**Work request**:
Your answer must be an exact copy of the records, with no pictures included.

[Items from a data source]
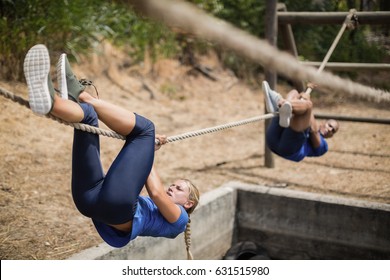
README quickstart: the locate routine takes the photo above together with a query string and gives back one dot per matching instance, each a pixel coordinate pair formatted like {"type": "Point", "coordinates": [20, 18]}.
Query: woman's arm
{"type": "Point", "coordinates": [315, 137]}
{"type": "Point", "coordinates": [157, 193]}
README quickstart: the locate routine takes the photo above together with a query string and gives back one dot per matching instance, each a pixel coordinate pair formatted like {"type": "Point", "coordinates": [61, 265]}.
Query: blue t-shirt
{"type": "Point", "coordinates": [148, 221]}
{"type": "Point", "coordinates": [307, 150]}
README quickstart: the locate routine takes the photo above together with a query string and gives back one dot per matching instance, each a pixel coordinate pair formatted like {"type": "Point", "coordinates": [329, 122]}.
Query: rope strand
{"type": "Point", "coordinates": [109, 133]}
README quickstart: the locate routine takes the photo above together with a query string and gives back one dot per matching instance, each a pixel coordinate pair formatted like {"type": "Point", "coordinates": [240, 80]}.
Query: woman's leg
{"type": "Point", "coordinates": [116, 118]}
{"type": "Point", "coordinates": [87, 171]}
{"type": "Point", "coordinates": [119, 191]}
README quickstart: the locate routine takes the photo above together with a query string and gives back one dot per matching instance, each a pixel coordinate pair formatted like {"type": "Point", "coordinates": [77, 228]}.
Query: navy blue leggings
{"type": "Point", "coordinates": [110, 198]}
{"type": "Point", "coordinates": [284, 141]}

**Result**:
README quickstart: the locate routine takes the photo above together with a query string and gives back one dot per matching instance, each a pixel coordinate pair formatted like {"type": "Point", "coordinates": [20, 18]}.
Query: woman's arm
{"type": "Point", "coordinates": [315, 137]}
{"type": "Point", "coordinates": [157, 193]}
README quickstart: the locate routine takes the photo above together with a query string and gives back one dot per matching instance, each a pixel coordinate pair formatted like {"type": "Point", "coordinates": [61, 265]}.
Query: blue t-shirt
{"type": "Point", "coordinates": [148, 221]}
{"type": "Point", "coordinates": [307, 150]}
README quickstart: the locate routine takes the photo above together with a query string and gives back one dot per matching instance, each a pixel coordinate pair formatted like {"type": "Point", "coordinates": [329, 122]}.
Query: rope strand
{"type": "Point", "coordinates": [109, 133]}
README quickstart: the locate routine takes the photo above together with a query string and gives back one dot per matching instance, each a pixel coordinate pair formatted like {"type": "Point", "coordinates": [240, 80]}.
Query: woman's leg
{"type": "Point", "coordinates": [116, 118]}
{"type": "Point", "coordinates": [87, 171]}
{"type": "Point", "coordinates": [119, 191]}
README quickstart: the locate routine takes the photo above together with a query string and gives back one dot per matching instance, each a pixel coordinate pair formatted like {"type": "Point", "coordinates": [77, 228]}.
Query: navy blue leggings
{"type": "Point", "coordinates": [110, 198]}
{"type": "Point", "coordinates": [284, 141]}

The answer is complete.